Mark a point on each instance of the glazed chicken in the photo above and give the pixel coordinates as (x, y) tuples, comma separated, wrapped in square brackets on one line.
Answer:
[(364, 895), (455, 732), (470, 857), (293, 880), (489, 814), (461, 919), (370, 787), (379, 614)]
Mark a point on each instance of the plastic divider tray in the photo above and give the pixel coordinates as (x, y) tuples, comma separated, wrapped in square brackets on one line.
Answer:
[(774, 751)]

────────

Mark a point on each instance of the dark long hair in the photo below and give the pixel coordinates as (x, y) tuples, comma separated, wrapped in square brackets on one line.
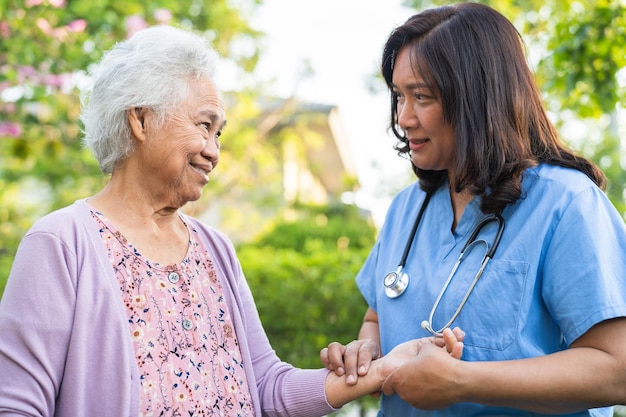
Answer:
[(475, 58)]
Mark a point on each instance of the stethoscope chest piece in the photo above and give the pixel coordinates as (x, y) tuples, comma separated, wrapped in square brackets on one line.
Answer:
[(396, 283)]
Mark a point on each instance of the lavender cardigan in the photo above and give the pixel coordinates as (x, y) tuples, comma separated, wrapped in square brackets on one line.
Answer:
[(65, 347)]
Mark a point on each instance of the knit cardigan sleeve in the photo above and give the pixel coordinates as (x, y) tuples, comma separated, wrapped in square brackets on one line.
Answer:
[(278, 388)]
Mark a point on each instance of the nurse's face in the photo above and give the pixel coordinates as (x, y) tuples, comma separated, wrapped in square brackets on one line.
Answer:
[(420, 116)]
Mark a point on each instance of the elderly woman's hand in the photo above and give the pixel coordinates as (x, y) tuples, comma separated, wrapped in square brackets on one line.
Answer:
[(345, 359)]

────────

REQUIREMENTS:
Can you write out, word for word, the lines starting at the one containing "Mark a point on each instance of the elderly" and ending at the one containing "[(345, 359)]"?

SOLUTION TO THIS PROBLEM:
Mark a point on each instance of the elderly woman's hand in the photo above and give the pixel coordinates as (x, y) tuples, comma separated, wrapped in square brackets on one line.
Answer:
[(345, 359)]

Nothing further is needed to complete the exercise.